• **SOURCE DOCUMENT**
If your mother is minding the child monday-friday then you should be reducing your maintenance for that period or else tell your mother not to mind the child, though obviously that would have a negative impact on your relationship with all of them.


----------



## Poormans (24 Jul 2013)

That was more of a hypothetical question Derek. I would hesitate in changing the existing agreement. Its a verbal agreement and the threat of changing it could lead to a more expensive legal aggreement. Instead I would suggest to the mother that she give my mother money or ask my mother to ask for money, at least to cover the expense of food.


----------



## Joe_90 (24 Jul 2013)

@poormans, you need to compare the situation to 2 parents providing for a child.  Why should your contributions to bringing up your child qualify and others not?

Anyway to your original point, €100 per week is €5,200 per annum multiply by 2 x 21 = €218,400 to the age of 21.

http://www.independent.ie/business/...dren-can-be-extremely-expensive-26514758.html


----------



## Poormans (6 Aug 2013)

• **DATASET SECTION**
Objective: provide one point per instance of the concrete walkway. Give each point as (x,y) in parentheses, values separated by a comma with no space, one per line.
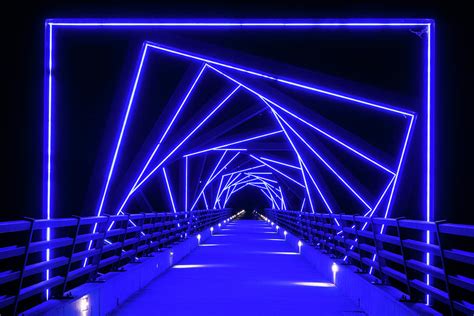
(244,269)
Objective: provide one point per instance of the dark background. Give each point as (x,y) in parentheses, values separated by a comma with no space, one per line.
(22,65)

• **GIVEN INSTRUCTION**
Please carry on the forum thread about child maintenance from the point where it stops. The lines play no part in this.

• **EXERCISE ANSWER**
nm


----------



## Poormans (15 Oct 2013)

> Budget 2014 -Single Parents
> -The tax relief credits will be changed from the One Parent Tax Credit to a Single Person Child Carer Tax Credit. Only the primary carer, rather than both single parents, will be able to claim the credit which is of equal value to what it is replacing.



Yay, the cost of maintenance goes up even more. Single fathers (and some mothers) get the raw deal once again. At least its not a fight to the death situation since there are an uneven number of days in the week so those of us on the 3 days get nothing while the "primary carers" on the 4 days get the tax credit. Nice.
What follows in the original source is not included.